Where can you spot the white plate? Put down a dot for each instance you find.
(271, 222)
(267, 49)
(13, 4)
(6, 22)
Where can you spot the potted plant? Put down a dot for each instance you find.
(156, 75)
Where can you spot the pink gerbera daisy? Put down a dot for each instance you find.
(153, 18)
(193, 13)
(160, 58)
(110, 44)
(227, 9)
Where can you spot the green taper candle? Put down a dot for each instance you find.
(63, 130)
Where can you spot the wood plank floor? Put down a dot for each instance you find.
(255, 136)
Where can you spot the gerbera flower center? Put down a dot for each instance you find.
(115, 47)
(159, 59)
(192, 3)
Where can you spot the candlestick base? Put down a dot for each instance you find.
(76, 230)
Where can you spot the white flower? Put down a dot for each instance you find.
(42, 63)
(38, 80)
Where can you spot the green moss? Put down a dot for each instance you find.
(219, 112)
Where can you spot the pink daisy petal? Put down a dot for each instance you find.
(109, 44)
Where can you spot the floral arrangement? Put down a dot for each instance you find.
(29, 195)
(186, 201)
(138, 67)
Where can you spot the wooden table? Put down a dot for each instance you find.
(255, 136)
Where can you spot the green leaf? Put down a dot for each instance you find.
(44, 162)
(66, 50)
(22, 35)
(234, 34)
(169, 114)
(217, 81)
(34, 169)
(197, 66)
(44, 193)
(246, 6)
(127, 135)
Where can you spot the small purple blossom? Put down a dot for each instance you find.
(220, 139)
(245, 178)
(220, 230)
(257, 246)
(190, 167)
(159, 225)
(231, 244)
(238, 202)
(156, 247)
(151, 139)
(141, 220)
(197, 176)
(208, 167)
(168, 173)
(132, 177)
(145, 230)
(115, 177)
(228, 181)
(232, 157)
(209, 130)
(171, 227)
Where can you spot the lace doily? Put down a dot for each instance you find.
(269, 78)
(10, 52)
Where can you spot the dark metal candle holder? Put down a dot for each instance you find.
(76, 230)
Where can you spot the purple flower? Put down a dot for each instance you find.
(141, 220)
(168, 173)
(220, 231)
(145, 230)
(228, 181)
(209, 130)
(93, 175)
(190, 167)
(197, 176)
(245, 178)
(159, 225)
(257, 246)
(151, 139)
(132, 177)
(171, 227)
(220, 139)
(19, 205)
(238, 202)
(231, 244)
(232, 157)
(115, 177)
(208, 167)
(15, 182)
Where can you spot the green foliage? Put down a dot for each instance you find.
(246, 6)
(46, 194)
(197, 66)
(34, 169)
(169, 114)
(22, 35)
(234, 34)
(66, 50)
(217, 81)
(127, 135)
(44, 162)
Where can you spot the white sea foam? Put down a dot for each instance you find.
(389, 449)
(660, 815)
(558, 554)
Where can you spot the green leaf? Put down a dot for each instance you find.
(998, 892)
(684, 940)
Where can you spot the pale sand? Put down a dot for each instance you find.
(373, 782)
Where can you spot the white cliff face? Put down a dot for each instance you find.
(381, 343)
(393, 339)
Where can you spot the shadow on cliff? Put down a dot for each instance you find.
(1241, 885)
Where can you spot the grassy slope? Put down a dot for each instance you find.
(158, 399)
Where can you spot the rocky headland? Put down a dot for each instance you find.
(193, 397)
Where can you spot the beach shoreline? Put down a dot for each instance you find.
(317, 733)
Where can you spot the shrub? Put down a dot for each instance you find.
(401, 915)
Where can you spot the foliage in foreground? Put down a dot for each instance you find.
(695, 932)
------------------------------------
** WORK REQUEST **
Repeat the whole listing exactly, with no omissions.

** EXERCISE OUTPUT **
Where can you spot the white plate? Put down a dot for each instance you find.
(271, 222)
(267, 49)
(13, 4)
(6, 22)
Where can you spot the potted plant? Put down a dot for each instance you find.
(156, 75)
Where can you spot the pink gerbera daisy? Put down a dot for each instance you find.
(153, 18)
(193, 13)
(160, 58)
(110, 44)
(227, 9)
Where can you spot the green taper candle? Put down a dot for each instance you find.
(63, 130)
Where can you spot the wood plank floor? Put down a dot for each instance you find.
(255, 136)
Where can you spot the gerbera flower center? Put down a dot for each instance you find.
(115, 47)
(159, 59)
(192, 3)
Where can you spot the candlestick base? Put down a dot for each instance you find.
(76, 230)
Where can you spot the white flower? Put down a dot for each instance you find.
(42, 63)
(38, 80)
Where can you spot the green moss? Put down a dot for each instance you find.
(219, 112)
Where can you spot the pink daisy petal? Put down a dot for each instance you find.
(109, 44)
Where can you spot the floral arrangement? Put down a dot for each instance you find.
(29, 195)
(186, 201)
(138, 67)
Where can you spot the wooden table? Put down a dot for each instance you find.
(255, 136)
Where can you spot the green leaf? Put down a dot for each instance you find.
(44, 162)
(66, 50)
(22, 35)
(234, 34)
(169, 114)
(217, 81)
(34, 169)
(197, 66)
(44, 193)
(246, 6)
(127, 135)
Where can you spot the small purple blossom? Put down a dot for each instance you find.
(220, 139)
(245, 178)
(220, 230)
(257, 246)
(190, 167)
(159, 225)
(231, 244)
(238, 202)
(156, 247)
(151, 139)
(141, 220)
(197, 176)
(208, 167)
(168, 173)
(132, 177)
(145, 230)
(115, 177)
(228, 181)
(232, 157)
(209, 130)
(171, 227)
Where can you spot the lace doily? Put down a dot for each instance you find.
(269, 78)
(10, 52)
Where can you spot the dark metal candle holder? Put down a dot for each instance you find.
(76, 230)
Where can you spot the purple flower? Put down a dot for each instance you find.
(141, 220)
(168, 173)
(220, 231)
(145, 230)
(228, 181)
(209, 130)
(93, 175)
(190, 167)
(197, 176)
(245, 178)
(159, 225)
(257, 246)
(151, 139)
(132, 177)
(171, 227)
(220, 139)
(19, 205)
(238, 202)
(231, 244)
(232, 157)
(115, 177)
(208, 167)
(15, 182)
Where can you spot the green foliage? Put down a dot for each instance you find.
(246, 6)
(46, 194)
(197, 66)
(34, 169)
(169, 114)
(22, 35)
(234, 34)
(66, 50)
(217, 81)
(127, 135)
(44, 162)
Where can you spot the white sea foam? Put down a dot for each instance you find.
(389, 449)
(660, 815)
(558, 554)
Where can you spot the green leaf? Put down a dot for each instance you find.
(998, 892)
(684, 940)
Where can you spot the pale sand? Put down a dot for each instance you find.
(373, 782)
Where can you spot the white cliff face? Put down a dot for each instance you find.
(381, 343)
(393, 339)
Where can you spot the shadow on cliff? Put down a dot for each instance you find.
(1241, 885)
Where can you spot the grassy slope? Put down a dot for each instance you find.
(158, 399)
Where can you spot the rocky headland? Put down a dot for each instance you find.
(193, 397)
Where can you spot the beach shoreline? Put down a dot for each instance you find.
(317, 733)
Where can you spot the shrub? Put down a dot for each instance you find.
(401, 915)
Where can you spot the foliage in foreground? Put down a dot for each instance you find.
(695, 932)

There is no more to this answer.